Records to use
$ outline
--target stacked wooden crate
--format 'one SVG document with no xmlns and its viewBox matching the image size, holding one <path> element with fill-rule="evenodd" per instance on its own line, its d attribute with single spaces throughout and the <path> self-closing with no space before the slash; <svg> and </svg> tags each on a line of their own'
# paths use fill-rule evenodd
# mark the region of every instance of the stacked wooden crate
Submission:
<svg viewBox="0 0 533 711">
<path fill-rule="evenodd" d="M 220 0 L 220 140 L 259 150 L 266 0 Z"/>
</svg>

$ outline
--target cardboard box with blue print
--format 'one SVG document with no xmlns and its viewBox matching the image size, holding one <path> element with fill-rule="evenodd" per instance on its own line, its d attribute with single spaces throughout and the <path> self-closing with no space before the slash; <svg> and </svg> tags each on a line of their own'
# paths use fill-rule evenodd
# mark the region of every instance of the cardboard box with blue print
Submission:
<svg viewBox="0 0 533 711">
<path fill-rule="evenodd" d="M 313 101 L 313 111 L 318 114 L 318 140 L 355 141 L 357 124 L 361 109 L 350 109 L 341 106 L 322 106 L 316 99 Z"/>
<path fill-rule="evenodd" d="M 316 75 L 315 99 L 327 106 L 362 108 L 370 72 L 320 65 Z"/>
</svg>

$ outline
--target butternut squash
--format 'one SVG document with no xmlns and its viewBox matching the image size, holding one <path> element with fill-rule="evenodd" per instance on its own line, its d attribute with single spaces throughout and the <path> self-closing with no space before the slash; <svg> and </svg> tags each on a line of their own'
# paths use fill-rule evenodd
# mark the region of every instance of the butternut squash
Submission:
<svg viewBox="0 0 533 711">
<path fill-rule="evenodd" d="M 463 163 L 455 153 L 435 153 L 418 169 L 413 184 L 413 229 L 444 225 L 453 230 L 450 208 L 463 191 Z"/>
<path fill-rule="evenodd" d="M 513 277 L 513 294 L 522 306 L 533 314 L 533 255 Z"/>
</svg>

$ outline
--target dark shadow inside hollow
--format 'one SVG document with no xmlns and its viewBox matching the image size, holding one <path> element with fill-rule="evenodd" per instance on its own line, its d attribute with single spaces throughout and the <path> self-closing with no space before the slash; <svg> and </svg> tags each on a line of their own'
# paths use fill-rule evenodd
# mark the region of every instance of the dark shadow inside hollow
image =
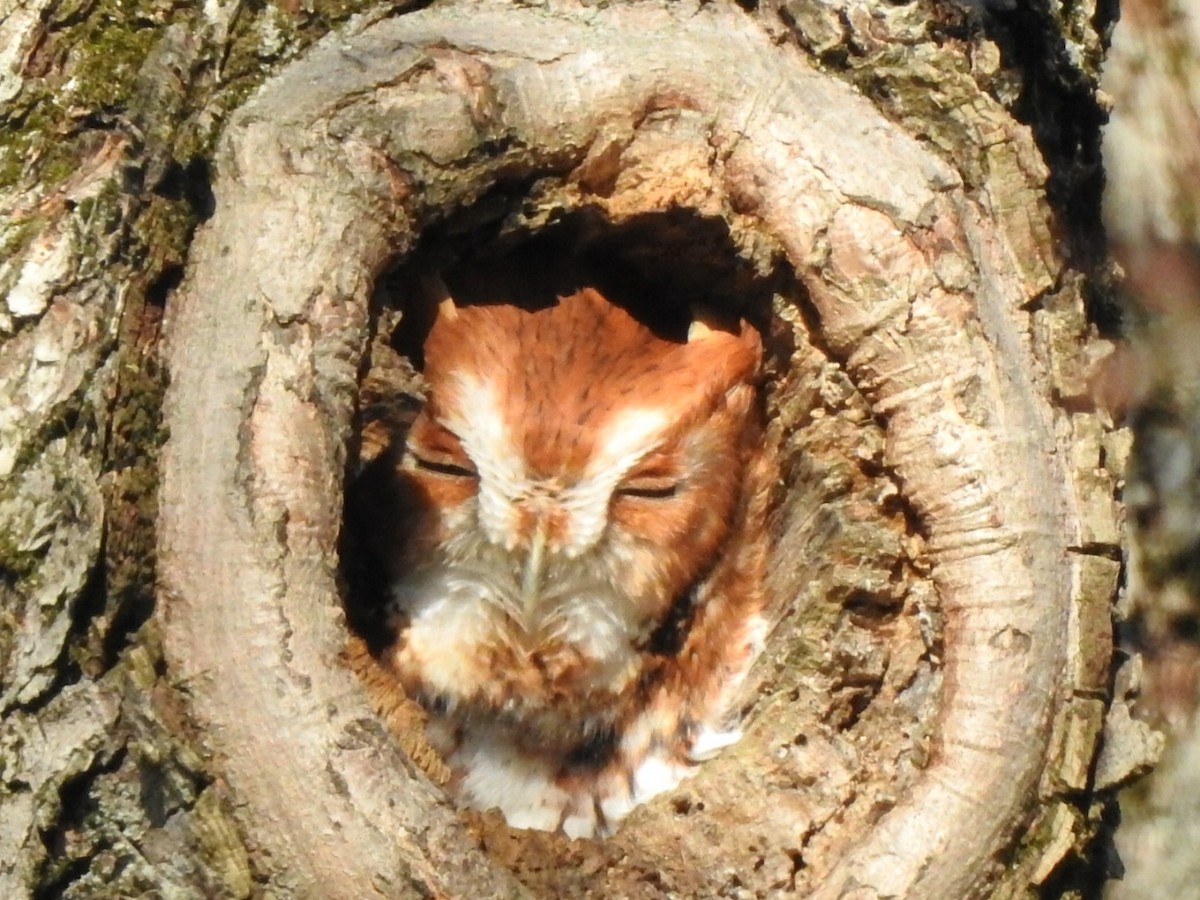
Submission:
<svg viewBox="0 0 1200 900">
<path fill-rule="evenodd" d="M 538 230 L 519 228 L 472 243 L 449 227 L 430 229 L 416 250 L 385 276 L 383 303 L 401 310 L 393 347 L 420 368 L 433 308 L 419 277 L 439 272 L 459 302 L 515 302 L 542 308 L 592 285 L 639 321 L 684 340 L 697 307 L 745 317 L 769 333 L 770 297 L 780 271 L 756 271 L 739 257 L 727 224 L 692 210 L 646 213 L 619 224 L 595 209 L 563 215 Z"/>
</svg>

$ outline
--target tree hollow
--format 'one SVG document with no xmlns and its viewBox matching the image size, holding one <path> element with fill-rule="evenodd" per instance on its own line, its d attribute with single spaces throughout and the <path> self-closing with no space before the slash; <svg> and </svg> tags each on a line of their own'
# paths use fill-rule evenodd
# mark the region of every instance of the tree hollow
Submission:
<svg viewBox="0 0 1200 900">
<path fill-rule="evenodd" d="M 945 162 L 736 8 L 454 3 L 322 41 L 216 173 L 169 307 L 159 615 L 281 889 L 982 890 L 1080 687 L 1081 526 L 1035 288 Z M 342 664 L 337 577 L 381 276 L 583 214 L 770 298 L 781 454 L 747 736 L 597 845 L 463 825 Z"/>
</svg>

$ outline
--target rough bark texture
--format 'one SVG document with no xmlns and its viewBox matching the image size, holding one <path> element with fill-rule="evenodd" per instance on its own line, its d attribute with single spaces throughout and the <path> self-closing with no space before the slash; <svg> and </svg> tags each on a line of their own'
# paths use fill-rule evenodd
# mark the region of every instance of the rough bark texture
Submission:
<svg viewBox="0 0 1200 900">
<path fill-rule="evenodd" d="M 1047 128 L 1089 96 L 1103 13 L 447 3 L 358 19 L 243 102 L 304 20 L 235 10 L 127 33 L 88 7 L 136 48 L 77 101 L 105 139 L 0 148 L 0 893 L 1085 889 L 1153 749 L 1109 703 L 1127 438 L 1053 237 L 1095 258 L 1099 113 Z M 0 22 L 10 120 L 80 89 L 56 15 Z M 563 217 L 762 298 L 784 459 L 747 737 L 597 843 L 460 816 L 342 660 L 389 292 Z"/>
<path fill-rule="evenodd" d="M 1105 74 L 1105 219 L 1127 278 L 1131 343 L 1106 382 L 1136 431 L 1123 635 L 1140 663 L 1123 680 L 1167 738 L 1151 778 L 1121 796 L 1123 900 L 1200 884 L 1200 4 L 1126 5 Z"/>
</svg>

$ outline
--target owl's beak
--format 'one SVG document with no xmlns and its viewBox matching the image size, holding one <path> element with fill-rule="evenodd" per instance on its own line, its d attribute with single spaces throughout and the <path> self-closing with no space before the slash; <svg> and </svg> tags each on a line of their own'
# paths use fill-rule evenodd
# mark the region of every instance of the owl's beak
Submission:
<svg viewBox="0 0 1200 900">
<path fill-rule="evenodd" d="M 533 530 L 529 542 L 529 555 L 525 557 L 525 570 L 521 573 L 521 606 L 525 610 L 525 621 L 532 622 L 541 598 L 542 567 L 546 559 L 546 520 L 542 519 Z"/>
</svg>

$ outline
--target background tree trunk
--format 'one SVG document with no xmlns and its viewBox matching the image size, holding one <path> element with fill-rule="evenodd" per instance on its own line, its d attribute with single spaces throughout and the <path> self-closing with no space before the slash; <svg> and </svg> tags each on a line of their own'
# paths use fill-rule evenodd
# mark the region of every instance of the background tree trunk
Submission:
<svg viewBox="0 0 1200 900">
<path fill-rule="evenodd" d="M 1200 4 L 1125 4 L 1104 80 L 1105 222 L 1126 273 L 1131 343 L 1109 381 L 1137 431 L 1126 501 L 1123 635 L 1144 665 L 1139 714 L 1167 738 L 1161 765 L 1121 797 L 1121 900 L 1186 895 L 1200 860 Z M 1170 137 L 1164 137 L 1169 135 Z"/>
<path fill-rule="evenodd" d="M 1112 10 L 550 7 L 0 8 L 0 894 L 1105 877 Z M 448 806 L 337 578 L 404 266 L 582 210 L 769 304 L 783 460 L 747 737 L 595 843 Z"/>
</svg>

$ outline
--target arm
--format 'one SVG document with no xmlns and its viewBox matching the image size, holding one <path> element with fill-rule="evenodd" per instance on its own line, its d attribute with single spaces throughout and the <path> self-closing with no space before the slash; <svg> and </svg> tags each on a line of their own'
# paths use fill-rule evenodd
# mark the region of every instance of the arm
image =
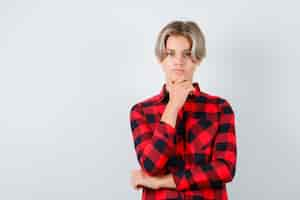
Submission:
<svg viewBox="0 0 300 200">
<path fill-rule="evenodd" d="M 155 177 L 155 183 L 157 188 L 170 188 L 176 189 L 176 183 L 172 174 L 167 174 L 161 177 Z"/>
<path fill-rule="evenodd" d="M 176 119 L 177 109 L 168 104 L 161 120 L 152 130 L 140 104 L 130 110 L 130 126 L 138 162 L 151 176 L 164 174 L 168 158 L 175 153 Z"/>
<path fill-rule="evenodd" d="M 234 113 L 226 100 L 220 105 L 218 132 L 214 140 L 212 160 L 205 165 L 194 165 L 188 169 L 172 173 L 176 189 L 195 190 L 203 187 L 217 187 L 230 182 L 236 169 L 236 135 Z M 164 181 L 167 187 L 173 187 L 170 177 Z M 166 186 L 166 185 L 165 185 Z"/>
<path fill-rule="evenodd" d="M 131 172 L 131 185 L 134 189 L 147 187 L 154 190 L 160 188 L 176 188 L 172 174 L 162 176 L 149 176 L 142 169 Z"/>
</svg>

Work order
Copy each line of the listing that contains "print".

Task result
--target cardboard box with blue print
# mark the region of every instance of the cardboard box with blue print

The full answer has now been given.